> [Data for review]
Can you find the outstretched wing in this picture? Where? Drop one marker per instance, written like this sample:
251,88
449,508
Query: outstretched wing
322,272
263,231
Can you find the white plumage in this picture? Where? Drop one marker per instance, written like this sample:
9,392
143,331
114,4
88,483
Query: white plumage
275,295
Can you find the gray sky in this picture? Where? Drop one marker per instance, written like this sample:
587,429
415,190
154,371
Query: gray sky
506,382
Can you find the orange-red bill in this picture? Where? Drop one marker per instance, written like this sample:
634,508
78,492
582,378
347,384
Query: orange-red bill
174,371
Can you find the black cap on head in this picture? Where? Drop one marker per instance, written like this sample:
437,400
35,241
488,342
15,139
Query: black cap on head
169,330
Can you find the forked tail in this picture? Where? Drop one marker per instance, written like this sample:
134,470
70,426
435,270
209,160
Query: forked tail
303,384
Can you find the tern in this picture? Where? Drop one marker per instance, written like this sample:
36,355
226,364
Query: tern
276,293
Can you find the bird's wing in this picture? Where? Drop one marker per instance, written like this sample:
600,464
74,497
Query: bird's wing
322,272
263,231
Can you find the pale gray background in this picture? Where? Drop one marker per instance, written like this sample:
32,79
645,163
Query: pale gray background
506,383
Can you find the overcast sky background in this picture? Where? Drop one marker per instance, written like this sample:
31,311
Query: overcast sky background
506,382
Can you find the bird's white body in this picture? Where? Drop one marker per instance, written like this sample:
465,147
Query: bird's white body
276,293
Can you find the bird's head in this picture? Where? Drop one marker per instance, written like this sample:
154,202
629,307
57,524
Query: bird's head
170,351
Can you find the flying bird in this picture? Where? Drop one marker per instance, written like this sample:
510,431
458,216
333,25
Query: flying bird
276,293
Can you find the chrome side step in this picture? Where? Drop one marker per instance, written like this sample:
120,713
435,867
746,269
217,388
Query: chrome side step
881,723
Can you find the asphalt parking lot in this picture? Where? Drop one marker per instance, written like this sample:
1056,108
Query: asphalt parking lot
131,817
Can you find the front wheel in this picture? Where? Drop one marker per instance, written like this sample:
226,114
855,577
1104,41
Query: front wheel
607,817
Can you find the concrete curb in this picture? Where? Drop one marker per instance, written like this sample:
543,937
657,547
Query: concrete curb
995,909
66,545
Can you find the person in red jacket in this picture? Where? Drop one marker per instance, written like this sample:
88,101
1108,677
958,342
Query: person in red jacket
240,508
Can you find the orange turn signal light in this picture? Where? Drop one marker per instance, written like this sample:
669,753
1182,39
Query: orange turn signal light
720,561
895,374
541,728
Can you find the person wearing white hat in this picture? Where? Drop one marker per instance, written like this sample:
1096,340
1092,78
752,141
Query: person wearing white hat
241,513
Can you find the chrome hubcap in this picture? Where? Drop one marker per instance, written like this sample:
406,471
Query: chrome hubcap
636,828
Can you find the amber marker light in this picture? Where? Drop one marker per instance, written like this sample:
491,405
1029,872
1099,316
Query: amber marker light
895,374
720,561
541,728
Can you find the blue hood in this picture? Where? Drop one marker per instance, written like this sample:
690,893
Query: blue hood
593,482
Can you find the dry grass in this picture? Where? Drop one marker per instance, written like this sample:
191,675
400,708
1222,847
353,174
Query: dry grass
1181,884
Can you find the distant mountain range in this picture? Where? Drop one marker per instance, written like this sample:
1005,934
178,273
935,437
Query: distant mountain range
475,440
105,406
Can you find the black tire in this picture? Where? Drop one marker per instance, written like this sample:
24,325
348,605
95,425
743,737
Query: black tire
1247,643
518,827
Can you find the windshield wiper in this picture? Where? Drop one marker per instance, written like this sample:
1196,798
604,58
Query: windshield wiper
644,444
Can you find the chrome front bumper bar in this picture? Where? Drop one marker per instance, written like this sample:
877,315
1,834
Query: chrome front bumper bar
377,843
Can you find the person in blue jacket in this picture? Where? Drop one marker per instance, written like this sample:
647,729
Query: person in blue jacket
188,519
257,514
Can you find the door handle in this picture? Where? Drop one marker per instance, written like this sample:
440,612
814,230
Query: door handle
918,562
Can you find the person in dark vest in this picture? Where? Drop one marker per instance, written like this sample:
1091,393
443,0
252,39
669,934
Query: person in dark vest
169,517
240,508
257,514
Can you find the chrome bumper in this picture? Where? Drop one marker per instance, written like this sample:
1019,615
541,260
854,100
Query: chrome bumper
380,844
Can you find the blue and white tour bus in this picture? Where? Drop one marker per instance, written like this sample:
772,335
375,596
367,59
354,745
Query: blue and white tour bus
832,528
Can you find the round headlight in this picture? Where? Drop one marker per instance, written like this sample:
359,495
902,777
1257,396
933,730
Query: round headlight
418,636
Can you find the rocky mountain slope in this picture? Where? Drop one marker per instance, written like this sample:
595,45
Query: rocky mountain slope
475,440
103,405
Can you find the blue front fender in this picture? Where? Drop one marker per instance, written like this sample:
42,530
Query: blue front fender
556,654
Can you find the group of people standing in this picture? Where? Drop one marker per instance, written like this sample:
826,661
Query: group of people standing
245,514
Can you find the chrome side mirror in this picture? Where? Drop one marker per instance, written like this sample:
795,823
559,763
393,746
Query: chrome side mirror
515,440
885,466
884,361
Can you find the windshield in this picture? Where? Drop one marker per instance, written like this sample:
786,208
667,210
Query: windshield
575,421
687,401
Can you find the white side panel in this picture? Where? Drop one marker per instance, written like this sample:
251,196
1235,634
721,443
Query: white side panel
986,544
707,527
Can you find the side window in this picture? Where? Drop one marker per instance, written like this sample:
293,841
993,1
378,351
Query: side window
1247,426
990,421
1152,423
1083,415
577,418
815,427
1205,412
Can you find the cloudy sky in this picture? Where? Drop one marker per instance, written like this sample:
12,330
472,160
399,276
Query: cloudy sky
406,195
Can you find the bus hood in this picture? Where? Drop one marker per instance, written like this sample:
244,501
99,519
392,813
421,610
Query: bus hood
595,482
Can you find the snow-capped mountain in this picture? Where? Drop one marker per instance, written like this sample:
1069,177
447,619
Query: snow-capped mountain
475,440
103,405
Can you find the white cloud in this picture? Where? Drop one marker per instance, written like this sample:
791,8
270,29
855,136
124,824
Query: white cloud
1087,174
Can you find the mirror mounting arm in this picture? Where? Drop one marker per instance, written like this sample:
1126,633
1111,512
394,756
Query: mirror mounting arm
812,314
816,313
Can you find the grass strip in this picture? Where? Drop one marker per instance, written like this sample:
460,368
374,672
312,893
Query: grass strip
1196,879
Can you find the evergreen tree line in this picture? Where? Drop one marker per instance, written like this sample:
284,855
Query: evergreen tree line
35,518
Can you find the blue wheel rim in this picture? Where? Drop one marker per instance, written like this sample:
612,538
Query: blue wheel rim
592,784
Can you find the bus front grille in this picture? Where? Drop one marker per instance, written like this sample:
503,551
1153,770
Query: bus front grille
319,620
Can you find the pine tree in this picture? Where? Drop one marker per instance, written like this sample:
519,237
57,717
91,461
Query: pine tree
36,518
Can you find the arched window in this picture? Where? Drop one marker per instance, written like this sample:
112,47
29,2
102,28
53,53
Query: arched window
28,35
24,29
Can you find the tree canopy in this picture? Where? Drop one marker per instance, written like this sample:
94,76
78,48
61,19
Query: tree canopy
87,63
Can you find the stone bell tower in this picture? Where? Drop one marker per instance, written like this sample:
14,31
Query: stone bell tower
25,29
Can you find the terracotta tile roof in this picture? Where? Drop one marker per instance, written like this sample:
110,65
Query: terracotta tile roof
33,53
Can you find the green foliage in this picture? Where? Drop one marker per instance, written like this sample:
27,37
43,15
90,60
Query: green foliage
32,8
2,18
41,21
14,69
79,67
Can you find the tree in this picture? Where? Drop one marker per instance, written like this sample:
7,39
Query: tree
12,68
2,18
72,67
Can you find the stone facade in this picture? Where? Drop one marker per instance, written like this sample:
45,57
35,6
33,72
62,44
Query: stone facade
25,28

> [Task objective] Retype word for word the lines running from the line containing "Query: pine tree" to the end of the listing, and only those.

> [Answer area]
Query: pine tree
36,518
Can you find the arched window in this picture? Where? Drop one marker per instance, written like this sample:
112,47
29,2
102,28
53,53
Query: arched window
28,35
24,29
Can you find the tree canopy in this picture? Where? Drop one marker per instance, written like this sample:
94,76
78,48
61,19
Query: tree canopy
87,63
Can you find the stone bell tower in this picture? Where? Drop one marker per instance, written like this sample:
14,31
Query: stone bell tower
25,29
Can you find the terracotta tile roof in this picture? Where? Drop one marker per instance, written like this sample:
110,65
Query: terracotta tile roof
33,53
Can you find the green foliage in this picture? Where? Drop one marker per instance, written like this sample:
27,37
43,15
90,60
Query: green foliage
32,8
2,18
41,21
14,69
79,67
Can you find the tree in this picture? Where? Drop one marker per instance, written like this sample:
7,39
Query: tree
12,68
2,18
72,67
Can you find the stone facade in this picture? Where? Drop one marker per instance, written like this sample:
45,57
35,6
33,72
62,44
Query: stone facade
25,28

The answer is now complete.